Reproduce word for word the passage of the court opinion excerpt below, starting at "As we have noted, the" and ending at "address them jointly.".

*** Supplied text Section Begins ***

In addition to the Mille Lacs Band of Chippewa Indians, and Gabiger, the Plaintiffs' have also sued the Mille Lacs Tribal Police Department under Section 1983. The Tribal Police Department is not a separate legal entity, however, and its liability is the same as the municipality — in this case, the Mille Lacs Band of Chippewa Indians. See, e.g., Tilson v. Forrest City Police Dep't, 28 F.3d 802, 807 (8th Cir. 1994) ("`For the [Police] Department to be liable under § 1983 for a constitutional violation, a claimant must show that the action that is alleged to be unconstitutional implements or executes a policy statement, ordinance, regulation, or decision officially adopted and promulgated by [the Department] or that a constitutional deprivation [was] visited pursuant to governmental "custom" even though such a custom has not received formal approval through the body's official decisionmaking channels.'"), quoting Marchant v. City of Little Rock, 741 F.2d 201 (8th Cir. 1984); In re Scott County Master Docket, 672 F. Supp. 1152, 1163 n. 1 (D.Minn. 1987). Thus, as we have already determined that there is no allegation that a policy or custom deprived the Plaintiffs' of their constitutional rights, we similarly grant the Motion of the Mille Lacs Tribal Police Department for Summary Judgment.
c. Officer Marc Gabiger.
As we have noted, the entirety of this case revolves around the arrest of Armstrong, by Gabiger. The Tribal Defendants argue that Gabiger should be granted Summary Judgment, as he either had probable cause to arrest Armstrong, or he was protected by qualified immunity. As the two questions are related, we address them jointly.

*** Supplied text Section Ends ***
*** Supplied information Section Begins ***

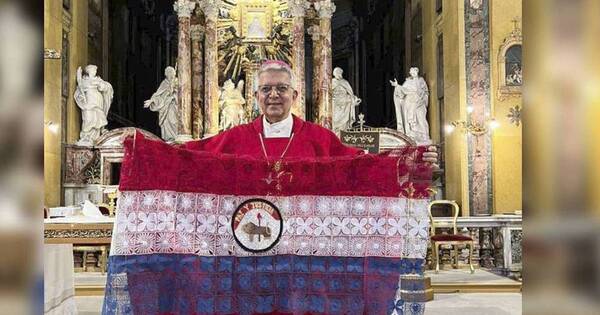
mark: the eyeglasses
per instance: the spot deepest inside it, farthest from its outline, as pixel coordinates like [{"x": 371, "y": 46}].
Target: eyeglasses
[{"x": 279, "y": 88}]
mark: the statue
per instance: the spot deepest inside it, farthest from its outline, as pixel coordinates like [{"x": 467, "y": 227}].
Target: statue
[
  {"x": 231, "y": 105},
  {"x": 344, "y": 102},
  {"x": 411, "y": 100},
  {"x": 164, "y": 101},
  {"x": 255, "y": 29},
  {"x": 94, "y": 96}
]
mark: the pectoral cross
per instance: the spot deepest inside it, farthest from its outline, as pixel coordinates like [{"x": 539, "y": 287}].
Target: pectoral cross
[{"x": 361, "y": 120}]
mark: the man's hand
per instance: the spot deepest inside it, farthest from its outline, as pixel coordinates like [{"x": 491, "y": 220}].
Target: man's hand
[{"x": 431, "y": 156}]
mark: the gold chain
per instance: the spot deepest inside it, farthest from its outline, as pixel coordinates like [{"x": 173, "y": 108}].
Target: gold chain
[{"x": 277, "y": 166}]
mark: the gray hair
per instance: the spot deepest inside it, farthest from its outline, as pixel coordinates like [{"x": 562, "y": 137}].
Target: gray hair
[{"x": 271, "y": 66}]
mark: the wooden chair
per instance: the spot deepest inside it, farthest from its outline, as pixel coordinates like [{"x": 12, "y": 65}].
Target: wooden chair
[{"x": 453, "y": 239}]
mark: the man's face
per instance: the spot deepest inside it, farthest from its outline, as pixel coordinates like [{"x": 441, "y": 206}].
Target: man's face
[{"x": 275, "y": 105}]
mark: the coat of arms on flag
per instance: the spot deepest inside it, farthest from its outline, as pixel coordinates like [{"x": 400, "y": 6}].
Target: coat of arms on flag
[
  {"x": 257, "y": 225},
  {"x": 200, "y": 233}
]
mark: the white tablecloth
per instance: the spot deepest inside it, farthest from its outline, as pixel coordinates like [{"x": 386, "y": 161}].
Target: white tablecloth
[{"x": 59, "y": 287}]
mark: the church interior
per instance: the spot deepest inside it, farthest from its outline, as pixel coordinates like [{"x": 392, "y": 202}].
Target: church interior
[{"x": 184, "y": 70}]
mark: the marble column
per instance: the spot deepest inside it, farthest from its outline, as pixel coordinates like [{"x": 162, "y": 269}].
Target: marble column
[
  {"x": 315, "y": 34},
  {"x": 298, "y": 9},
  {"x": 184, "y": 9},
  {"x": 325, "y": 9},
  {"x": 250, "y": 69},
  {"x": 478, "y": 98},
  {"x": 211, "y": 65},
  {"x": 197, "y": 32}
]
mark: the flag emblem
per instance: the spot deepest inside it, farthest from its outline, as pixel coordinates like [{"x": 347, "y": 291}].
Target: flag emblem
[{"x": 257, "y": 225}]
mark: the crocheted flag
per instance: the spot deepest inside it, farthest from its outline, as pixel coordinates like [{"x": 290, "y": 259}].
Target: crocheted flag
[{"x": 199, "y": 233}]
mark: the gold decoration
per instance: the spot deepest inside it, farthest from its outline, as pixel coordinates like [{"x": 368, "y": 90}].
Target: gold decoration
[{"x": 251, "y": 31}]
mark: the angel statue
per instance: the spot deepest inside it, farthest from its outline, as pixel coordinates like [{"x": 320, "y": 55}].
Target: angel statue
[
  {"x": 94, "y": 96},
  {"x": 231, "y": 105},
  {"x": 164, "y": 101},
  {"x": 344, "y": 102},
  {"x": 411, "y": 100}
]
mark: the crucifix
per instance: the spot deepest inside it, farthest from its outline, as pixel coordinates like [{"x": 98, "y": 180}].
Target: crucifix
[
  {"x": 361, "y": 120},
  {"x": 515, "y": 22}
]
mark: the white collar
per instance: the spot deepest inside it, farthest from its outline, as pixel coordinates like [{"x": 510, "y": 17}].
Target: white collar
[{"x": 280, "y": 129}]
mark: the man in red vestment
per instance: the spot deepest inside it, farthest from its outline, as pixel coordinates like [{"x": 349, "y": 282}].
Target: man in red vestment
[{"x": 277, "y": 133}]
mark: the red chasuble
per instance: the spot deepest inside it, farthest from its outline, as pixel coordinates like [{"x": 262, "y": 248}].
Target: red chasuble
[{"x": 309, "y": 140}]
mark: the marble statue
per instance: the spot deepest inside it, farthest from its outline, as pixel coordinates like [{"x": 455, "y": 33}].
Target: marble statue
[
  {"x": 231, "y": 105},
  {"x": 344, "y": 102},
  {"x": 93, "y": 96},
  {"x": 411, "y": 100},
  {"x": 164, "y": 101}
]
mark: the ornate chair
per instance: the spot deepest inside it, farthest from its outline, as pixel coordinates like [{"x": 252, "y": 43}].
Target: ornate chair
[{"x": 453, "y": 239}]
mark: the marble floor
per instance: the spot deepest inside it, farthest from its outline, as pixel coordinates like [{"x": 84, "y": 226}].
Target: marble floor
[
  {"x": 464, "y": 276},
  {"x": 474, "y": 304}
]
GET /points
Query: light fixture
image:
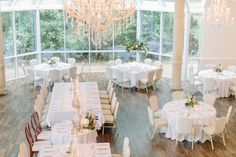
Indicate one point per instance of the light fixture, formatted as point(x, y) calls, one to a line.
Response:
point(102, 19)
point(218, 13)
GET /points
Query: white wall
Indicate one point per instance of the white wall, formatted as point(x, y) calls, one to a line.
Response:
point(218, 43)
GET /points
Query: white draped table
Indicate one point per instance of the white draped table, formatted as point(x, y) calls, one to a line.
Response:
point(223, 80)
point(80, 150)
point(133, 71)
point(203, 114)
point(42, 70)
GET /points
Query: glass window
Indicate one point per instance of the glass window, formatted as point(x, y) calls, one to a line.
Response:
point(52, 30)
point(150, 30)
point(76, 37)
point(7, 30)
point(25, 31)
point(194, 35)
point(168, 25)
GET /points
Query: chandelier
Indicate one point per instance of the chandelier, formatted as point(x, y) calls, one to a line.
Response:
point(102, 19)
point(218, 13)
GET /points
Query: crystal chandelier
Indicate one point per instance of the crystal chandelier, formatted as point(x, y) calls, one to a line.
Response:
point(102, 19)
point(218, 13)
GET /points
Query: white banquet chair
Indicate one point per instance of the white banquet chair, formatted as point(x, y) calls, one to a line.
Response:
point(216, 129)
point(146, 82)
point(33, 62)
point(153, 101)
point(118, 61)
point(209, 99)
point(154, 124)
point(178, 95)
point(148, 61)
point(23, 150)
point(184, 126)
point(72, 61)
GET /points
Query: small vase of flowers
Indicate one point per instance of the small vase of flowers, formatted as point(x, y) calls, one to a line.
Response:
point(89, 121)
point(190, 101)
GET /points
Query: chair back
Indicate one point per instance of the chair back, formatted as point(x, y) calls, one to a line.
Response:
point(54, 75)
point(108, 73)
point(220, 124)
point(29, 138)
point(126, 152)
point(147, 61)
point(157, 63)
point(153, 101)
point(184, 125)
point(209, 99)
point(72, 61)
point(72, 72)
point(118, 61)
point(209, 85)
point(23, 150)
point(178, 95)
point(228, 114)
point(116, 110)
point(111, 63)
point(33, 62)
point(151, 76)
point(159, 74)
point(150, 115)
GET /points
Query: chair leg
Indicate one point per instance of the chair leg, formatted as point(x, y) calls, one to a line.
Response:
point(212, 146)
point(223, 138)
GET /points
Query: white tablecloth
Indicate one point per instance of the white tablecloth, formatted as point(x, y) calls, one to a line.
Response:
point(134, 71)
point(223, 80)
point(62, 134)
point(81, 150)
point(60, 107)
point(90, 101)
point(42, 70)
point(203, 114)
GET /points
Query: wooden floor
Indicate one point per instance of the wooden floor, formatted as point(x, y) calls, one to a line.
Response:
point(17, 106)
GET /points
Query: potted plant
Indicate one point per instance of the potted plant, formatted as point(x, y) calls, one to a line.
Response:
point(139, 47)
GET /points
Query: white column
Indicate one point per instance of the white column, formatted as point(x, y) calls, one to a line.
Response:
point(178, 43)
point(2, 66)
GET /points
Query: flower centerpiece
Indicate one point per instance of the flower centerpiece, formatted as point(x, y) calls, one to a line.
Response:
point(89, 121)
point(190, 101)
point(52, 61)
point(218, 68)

*** Supplied information Section Ends ***

:: Task solution ::
As we have noted, the entirety of this case revolves around the arrest of Armstrong, by Gabiger. The Tribal Defendants argue that Gabiger should be granted Summary Judgment, as he either had probable cause to arrest Armstrong, or he was protected by qualified immunity. As the two questions are related, we address them jointly.